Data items
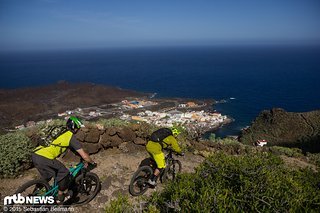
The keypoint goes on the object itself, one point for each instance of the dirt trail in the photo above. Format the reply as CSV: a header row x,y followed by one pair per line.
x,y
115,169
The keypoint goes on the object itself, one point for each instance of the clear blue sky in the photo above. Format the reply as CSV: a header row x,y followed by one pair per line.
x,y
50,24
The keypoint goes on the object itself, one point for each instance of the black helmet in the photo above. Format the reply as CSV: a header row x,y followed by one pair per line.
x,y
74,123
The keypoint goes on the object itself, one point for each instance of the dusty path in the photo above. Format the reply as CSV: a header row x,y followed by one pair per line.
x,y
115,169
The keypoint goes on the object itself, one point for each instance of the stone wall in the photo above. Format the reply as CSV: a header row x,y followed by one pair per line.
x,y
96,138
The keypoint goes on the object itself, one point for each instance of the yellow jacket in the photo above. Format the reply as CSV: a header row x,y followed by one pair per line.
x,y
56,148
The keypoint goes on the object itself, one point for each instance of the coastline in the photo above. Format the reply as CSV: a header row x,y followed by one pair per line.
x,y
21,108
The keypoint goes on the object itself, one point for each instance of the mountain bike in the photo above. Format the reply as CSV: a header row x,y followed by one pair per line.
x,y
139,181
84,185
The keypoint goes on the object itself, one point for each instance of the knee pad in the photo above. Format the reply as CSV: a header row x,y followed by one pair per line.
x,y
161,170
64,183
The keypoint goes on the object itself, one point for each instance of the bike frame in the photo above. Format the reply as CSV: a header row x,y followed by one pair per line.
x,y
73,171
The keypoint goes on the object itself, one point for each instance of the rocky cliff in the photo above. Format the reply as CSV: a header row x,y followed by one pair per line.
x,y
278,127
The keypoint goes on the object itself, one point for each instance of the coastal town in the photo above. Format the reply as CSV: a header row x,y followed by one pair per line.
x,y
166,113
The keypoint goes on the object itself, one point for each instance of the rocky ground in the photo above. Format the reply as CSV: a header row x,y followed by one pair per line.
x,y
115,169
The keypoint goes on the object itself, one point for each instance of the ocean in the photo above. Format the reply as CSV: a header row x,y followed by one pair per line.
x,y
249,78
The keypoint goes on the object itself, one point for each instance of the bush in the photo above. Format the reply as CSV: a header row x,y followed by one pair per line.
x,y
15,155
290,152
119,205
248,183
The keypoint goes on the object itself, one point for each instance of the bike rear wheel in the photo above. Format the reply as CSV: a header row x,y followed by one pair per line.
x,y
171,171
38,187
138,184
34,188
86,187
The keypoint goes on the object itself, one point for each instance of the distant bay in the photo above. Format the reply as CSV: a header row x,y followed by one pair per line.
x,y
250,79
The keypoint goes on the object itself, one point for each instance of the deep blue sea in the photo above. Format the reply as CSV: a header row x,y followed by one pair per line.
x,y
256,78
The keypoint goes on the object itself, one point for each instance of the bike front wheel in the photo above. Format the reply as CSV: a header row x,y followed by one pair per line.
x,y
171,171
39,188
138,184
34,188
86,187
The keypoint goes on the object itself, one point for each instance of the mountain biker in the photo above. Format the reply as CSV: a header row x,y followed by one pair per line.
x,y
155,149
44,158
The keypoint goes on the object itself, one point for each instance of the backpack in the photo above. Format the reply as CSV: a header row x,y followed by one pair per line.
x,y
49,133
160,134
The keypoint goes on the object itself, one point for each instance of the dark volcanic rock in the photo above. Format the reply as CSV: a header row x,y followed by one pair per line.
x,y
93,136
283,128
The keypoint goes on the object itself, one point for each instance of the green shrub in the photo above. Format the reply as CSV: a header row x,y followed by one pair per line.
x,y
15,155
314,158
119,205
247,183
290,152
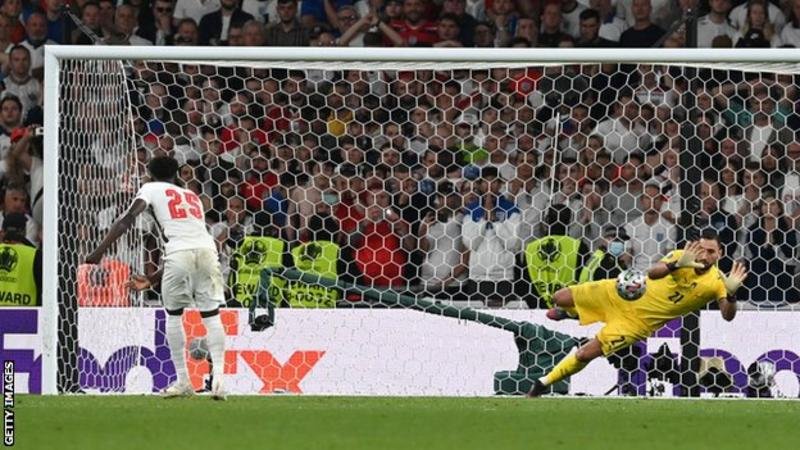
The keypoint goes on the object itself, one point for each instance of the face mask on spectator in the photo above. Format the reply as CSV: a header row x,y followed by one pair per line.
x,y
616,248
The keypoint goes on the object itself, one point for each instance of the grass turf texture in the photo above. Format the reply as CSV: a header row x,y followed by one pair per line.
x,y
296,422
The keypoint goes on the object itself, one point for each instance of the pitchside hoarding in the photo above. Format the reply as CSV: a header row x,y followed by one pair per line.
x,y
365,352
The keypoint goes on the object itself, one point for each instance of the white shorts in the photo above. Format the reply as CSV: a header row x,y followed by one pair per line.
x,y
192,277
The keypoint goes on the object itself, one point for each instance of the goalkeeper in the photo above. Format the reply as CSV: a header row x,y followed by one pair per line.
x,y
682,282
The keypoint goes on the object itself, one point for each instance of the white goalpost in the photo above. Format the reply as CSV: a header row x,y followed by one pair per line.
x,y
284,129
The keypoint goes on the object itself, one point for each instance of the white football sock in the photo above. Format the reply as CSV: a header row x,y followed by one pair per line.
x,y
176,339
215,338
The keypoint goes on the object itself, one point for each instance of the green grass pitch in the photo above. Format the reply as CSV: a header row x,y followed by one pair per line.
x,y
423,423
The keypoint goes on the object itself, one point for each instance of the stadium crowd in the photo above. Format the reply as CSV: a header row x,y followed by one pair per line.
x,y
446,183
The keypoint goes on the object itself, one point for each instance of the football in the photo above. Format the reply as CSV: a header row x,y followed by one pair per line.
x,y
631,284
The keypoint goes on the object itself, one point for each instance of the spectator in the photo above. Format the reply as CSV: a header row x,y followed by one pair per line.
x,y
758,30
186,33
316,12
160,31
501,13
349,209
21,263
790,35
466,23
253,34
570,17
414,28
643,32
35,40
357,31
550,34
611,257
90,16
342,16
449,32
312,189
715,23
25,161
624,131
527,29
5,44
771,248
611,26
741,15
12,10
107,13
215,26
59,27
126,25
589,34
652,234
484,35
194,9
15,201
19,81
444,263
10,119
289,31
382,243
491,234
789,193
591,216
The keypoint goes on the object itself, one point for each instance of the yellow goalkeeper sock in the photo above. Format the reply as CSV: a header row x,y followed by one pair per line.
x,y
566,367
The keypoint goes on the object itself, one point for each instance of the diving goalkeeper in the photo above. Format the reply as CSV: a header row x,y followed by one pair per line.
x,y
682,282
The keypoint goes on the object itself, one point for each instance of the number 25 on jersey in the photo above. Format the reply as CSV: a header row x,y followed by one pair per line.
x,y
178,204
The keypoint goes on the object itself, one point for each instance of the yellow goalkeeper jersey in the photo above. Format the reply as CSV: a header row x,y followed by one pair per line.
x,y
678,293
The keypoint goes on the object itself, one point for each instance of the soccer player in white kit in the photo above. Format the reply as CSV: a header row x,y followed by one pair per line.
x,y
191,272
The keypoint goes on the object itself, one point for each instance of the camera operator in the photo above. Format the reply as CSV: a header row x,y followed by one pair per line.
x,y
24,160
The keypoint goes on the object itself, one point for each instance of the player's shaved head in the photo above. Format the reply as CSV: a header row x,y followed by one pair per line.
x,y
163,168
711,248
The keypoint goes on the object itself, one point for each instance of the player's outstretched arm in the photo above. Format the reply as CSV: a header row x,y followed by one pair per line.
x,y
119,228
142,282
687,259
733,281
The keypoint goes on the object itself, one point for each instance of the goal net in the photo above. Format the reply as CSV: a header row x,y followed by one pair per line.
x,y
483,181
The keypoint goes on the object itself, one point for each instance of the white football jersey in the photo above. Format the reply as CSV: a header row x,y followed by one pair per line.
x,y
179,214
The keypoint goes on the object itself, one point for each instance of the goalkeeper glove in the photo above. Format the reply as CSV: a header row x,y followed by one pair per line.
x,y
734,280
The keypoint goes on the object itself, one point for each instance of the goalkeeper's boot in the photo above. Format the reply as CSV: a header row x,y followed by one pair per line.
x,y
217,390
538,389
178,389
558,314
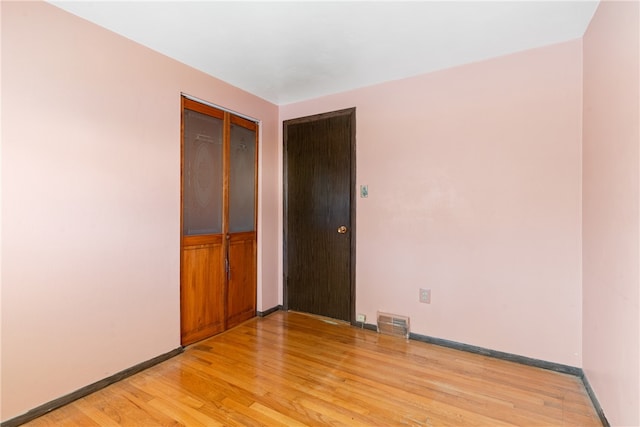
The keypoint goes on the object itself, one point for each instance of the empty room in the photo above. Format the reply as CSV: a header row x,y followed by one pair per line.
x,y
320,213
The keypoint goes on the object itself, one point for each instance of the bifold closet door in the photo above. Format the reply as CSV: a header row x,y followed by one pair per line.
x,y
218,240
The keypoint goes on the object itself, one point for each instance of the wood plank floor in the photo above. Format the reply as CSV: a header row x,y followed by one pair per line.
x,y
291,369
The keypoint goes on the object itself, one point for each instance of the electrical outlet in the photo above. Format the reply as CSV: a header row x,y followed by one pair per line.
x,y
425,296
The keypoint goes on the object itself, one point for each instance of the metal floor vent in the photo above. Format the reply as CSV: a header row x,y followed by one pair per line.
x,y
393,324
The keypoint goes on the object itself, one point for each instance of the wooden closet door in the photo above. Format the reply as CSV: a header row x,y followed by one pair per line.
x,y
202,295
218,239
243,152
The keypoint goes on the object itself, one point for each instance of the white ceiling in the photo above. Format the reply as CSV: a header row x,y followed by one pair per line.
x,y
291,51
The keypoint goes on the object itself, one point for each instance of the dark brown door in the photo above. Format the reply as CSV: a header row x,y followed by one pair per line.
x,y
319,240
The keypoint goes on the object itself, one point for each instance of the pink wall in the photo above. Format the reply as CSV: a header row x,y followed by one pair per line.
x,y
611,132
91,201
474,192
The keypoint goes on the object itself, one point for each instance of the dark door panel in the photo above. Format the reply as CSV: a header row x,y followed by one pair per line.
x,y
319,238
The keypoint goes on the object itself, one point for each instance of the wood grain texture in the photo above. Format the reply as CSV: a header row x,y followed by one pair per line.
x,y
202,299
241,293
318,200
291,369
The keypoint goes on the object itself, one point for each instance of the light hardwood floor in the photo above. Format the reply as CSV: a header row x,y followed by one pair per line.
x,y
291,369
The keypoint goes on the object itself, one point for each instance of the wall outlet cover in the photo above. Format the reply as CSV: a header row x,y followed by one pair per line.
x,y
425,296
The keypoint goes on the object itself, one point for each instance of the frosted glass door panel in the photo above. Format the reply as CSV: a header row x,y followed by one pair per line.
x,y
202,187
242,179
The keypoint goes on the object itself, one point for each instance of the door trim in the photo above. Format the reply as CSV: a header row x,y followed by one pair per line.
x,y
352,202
--
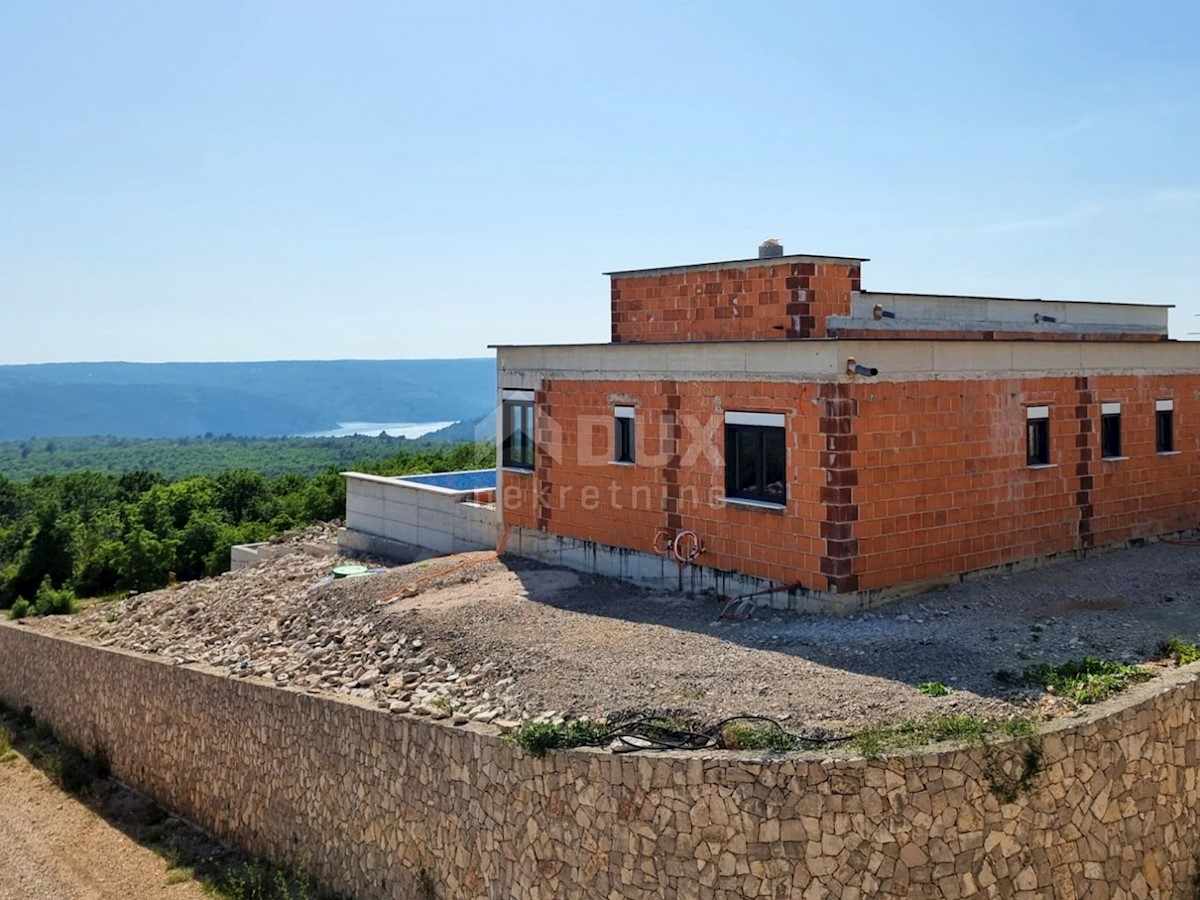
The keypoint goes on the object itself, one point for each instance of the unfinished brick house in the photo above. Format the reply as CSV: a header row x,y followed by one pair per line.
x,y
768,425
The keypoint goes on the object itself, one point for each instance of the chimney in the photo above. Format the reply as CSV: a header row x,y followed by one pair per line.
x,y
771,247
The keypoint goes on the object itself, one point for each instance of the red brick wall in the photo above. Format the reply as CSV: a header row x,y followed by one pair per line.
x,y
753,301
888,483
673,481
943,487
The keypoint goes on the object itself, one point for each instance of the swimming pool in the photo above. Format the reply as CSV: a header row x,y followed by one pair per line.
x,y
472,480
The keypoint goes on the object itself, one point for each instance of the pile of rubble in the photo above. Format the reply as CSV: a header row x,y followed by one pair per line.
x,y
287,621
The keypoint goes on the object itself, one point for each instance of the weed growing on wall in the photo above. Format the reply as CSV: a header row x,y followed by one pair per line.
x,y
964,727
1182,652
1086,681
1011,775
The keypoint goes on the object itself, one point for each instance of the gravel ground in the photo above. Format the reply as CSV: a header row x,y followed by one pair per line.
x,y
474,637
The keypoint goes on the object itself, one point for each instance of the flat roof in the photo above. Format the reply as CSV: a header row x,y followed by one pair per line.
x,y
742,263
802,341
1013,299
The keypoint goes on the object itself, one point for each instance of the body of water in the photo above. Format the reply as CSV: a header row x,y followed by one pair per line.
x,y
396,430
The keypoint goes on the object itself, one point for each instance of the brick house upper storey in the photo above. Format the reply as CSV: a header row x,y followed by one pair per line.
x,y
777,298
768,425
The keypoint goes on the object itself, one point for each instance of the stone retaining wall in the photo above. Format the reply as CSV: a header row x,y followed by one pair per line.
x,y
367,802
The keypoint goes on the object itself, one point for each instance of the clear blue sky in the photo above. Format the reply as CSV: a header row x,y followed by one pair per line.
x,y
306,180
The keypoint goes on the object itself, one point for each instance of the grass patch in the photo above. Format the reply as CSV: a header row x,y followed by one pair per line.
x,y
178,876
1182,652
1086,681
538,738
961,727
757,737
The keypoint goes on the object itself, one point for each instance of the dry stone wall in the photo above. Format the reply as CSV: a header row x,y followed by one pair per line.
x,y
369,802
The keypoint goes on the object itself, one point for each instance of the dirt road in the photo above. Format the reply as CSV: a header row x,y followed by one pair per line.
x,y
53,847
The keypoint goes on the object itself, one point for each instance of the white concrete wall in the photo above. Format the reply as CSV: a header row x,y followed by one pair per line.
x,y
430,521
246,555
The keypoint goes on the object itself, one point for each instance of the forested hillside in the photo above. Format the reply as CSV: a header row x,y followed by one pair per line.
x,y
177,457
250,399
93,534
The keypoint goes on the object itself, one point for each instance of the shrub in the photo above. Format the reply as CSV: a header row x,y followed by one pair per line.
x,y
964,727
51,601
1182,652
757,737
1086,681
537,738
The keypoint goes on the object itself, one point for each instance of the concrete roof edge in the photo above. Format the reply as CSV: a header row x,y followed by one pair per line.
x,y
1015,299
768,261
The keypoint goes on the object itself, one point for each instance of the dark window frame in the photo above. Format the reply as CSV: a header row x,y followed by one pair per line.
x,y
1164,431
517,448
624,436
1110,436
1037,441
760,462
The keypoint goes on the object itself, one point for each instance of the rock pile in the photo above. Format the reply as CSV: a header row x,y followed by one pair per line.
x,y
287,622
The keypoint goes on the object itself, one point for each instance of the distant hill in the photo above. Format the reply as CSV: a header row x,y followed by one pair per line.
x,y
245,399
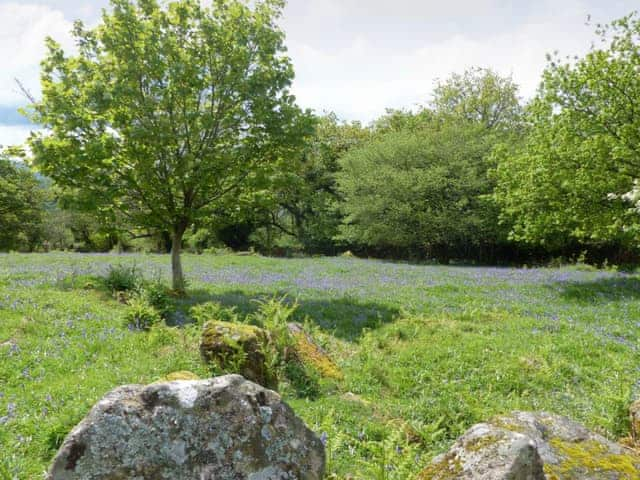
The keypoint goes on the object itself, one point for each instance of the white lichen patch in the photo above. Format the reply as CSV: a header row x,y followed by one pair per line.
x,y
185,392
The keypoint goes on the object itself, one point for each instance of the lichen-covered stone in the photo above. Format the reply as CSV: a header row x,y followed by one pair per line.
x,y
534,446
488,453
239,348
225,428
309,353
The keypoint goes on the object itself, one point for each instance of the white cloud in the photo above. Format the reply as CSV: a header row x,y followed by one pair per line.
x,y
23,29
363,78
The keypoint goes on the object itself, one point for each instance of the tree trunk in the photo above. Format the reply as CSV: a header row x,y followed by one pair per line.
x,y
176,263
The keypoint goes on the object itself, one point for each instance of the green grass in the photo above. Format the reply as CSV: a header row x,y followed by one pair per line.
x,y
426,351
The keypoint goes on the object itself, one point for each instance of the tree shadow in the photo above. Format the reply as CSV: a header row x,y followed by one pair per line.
--
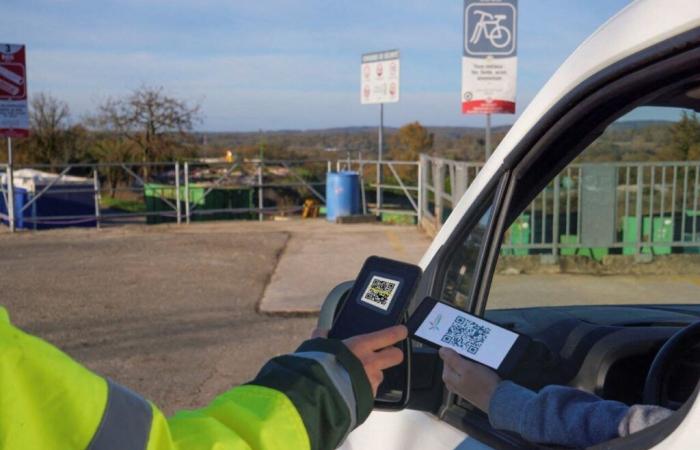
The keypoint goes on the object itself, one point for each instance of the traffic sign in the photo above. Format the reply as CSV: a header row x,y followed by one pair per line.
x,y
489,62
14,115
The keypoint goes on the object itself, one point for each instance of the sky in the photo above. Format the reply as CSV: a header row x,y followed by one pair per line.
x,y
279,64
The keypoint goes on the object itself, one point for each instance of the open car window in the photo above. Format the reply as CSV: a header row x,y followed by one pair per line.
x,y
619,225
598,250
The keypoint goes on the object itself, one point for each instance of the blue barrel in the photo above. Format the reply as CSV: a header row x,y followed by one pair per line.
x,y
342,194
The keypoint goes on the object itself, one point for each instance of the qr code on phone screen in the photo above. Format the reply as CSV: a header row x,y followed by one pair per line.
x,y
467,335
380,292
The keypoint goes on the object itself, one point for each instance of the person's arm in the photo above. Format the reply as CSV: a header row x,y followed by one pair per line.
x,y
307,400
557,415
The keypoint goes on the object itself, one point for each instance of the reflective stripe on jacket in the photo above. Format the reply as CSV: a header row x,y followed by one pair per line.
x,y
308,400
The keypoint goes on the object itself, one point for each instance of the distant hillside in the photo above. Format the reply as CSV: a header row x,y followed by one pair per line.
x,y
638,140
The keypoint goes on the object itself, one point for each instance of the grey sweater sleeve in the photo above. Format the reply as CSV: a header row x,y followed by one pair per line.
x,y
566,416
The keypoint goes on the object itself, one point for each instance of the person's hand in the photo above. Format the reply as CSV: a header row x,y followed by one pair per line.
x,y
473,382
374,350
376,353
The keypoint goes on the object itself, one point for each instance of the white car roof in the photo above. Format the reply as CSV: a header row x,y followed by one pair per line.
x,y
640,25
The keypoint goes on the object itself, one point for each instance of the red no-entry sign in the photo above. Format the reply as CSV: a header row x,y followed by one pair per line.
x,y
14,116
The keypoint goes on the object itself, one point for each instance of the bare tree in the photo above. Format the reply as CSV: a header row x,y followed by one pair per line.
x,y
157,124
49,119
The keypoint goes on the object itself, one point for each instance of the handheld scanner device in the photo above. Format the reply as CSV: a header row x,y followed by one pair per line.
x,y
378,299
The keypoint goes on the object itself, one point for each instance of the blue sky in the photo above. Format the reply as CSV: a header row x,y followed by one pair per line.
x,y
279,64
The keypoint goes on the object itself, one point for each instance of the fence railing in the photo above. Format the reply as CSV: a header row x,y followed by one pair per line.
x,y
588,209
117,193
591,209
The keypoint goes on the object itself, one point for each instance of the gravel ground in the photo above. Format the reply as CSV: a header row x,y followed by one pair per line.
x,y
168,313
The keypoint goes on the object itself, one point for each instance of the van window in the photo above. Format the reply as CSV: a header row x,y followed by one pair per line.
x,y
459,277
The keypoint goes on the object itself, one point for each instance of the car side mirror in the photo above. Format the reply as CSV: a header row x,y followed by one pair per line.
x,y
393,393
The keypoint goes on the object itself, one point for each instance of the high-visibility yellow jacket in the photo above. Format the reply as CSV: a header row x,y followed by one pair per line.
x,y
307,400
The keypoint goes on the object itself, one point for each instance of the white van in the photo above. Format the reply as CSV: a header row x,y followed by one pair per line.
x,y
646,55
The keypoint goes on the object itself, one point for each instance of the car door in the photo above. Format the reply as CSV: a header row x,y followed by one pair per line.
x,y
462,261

### Exercise objective
The answer is the lines above between the line holding "of the lichen-covered" and the line holding "the tree shadow", inclusive, each written out exactly, and no others.

### Exercise answer
The keypoint goes on the object itself, one point for each instance of the lichen-covered stone in the photo above. Format the reply as CSV: a header row x,y followed by one pair per line.
x,y
534,446
488,453
239,348
225,428
309,353
The keypoint goes on the object itself, one point for each instance of the white cloud in the photo above. Format the reply as CSV: a header row x,y followed by one pair per line.
x,y
23,29
363,78
The keypoint goes on the object itself, one point for each instance of the tree trunk in the photo above. Format the reply as CSV: a header row x,y followed by one pair per line.
x,y
176,263
The keypoint goes on the object itself, one point for each instance of the green grass in the photo above. Format the reply as CSV: a header row x,y followed by one pair per line.
x,y
426,351
The keypoint goes on the object itself, one point for each instance of the tree shadow in the photo above. Format the reply as CSV: a header row x,y followed by one pair per line.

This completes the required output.